EXCERPT PROVIDED:
────────

Why Spain I hear you all ask well as Damian explained the rent they paid back in the UK was 5 times more plus then charges for the transportation of the finished product was twice what they are now paying from Spain. They still have to work out how their “On Line” shop is to work but their UK distributor for trade orders seems to be well settled and we saw the next palette load of chocolates being finished off ready for dispatch.

What is equally important is they are now trying to establish a work life balance that will ensure the survival and expansion of their business. The struggle for them over the last couple of years had taken its toll on the business and the decision to up root and change location was one they did not take lightly but now seem to be all set to develop the business in new and exciting ways.

I know the region reasonably well having owned a property across the border in France for the last 15 years and it is an inspiring part of the world with not only a wonderful focus on foods and products but a heritage that is something we can be envious of. Festivals abound for foods such as Cherries, Apricots, Onions and restaurants of note seem to flourish in the region.

────────

PROVIDED DATA:
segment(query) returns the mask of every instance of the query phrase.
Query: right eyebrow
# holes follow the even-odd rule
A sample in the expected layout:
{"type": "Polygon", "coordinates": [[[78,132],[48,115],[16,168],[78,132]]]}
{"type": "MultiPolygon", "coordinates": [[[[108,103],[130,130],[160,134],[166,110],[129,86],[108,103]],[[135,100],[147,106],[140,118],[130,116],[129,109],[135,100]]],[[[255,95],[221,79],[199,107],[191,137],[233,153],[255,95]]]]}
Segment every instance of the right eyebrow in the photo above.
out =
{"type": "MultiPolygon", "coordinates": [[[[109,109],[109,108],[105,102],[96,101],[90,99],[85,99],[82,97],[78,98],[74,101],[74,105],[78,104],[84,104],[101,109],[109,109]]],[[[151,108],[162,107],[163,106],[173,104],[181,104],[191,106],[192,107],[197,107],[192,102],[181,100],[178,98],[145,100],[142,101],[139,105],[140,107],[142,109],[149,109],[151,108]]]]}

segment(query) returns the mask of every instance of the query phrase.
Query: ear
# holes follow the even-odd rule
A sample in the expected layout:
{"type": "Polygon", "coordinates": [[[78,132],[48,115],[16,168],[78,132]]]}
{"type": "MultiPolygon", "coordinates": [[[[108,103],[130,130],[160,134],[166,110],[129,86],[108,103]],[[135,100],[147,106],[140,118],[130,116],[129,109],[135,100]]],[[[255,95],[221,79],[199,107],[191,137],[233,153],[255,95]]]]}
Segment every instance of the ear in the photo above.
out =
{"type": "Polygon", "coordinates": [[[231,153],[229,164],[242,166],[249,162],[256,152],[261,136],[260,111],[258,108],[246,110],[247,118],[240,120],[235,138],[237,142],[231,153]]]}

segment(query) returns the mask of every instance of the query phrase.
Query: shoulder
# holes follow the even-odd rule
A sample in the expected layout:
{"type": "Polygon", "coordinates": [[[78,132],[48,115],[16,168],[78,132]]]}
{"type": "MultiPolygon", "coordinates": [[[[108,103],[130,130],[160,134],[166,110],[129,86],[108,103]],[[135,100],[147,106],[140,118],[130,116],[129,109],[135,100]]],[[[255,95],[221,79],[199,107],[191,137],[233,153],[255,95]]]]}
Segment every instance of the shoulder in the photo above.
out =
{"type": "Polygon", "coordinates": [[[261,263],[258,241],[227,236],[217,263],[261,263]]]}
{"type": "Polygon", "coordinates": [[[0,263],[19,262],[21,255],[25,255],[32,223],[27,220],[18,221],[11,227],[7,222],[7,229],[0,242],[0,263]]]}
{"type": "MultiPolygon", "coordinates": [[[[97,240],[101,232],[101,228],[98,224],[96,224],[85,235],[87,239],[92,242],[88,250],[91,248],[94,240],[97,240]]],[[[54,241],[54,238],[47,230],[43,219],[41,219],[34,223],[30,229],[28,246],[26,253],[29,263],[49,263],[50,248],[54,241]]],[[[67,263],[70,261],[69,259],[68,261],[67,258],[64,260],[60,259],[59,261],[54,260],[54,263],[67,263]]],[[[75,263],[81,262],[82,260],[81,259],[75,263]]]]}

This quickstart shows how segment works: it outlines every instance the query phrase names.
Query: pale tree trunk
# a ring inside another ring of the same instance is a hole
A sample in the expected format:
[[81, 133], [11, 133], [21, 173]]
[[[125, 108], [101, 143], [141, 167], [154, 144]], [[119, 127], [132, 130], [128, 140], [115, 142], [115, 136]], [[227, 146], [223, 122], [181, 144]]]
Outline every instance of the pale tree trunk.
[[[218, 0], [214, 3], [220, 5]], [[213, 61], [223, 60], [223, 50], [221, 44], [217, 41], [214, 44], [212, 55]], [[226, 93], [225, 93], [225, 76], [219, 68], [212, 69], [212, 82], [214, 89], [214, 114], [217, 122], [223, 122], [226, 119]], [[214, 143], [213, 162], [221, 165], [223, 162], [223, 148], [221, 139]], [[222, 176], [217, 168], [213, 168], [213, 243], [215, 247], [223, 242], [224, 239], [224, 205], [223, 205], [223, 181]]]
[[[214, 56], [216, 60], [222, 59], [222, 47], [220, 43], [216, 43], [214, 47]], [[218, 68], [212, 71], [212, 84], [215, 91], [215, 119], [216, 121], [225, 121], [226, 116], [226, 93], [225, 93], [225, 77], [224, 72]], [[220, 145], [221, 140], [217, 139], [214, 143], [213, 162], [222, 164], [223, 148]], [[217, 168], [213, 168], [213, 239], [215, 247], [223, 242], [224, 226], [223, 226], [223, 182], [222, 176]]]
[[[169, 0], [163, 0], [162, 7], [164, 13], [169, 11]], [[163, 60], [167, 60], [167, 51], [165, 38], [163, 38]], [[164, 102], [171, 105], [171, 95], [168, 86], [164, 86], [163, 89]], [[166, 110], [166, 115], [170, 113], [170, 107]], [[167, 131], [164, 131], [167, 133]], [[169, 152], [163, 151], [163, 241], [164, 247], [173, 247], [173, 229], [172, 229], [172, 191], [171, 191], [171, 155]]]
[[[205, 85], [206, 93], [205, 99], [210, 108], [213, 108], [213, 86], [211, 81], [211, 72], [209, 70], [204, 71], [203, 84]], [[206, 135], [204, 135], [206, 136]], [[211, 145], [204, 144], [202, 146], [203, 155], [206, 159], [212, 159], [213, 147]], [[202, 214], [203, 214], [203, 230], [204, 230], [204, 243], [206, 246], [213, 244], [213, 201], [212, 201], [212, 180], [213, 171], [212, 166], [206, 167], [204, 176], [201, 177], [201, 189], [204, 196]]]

────────

WRITTEN EXERCISE 1:
In the excerpt about the chocolate business, how long has the writer owned a property in France?
WRITTEN EXERCISE 2:
Pull out each line of the records that contains the word "every".
The records are unrelated to the text.

EXERCISE SOLUTION 1:
For the last 15 years.

EXERCISE SOLUTION 2:
segment(query) returns the mask of every instance of the query phrase.
Segment every instance of the right eyebrow in the photo above.
segment(query) returns the mask of every instance of the query phrase.
Segment every instance of the ear in the photo above.
segment(query) returns the mask of every instance of the query phrase.
Segment every instance of the shoulder in the photo above.
This quickstart shows how segment works: it outlines every instance the query phrase names.
Outline every instance of the pale tree trunk.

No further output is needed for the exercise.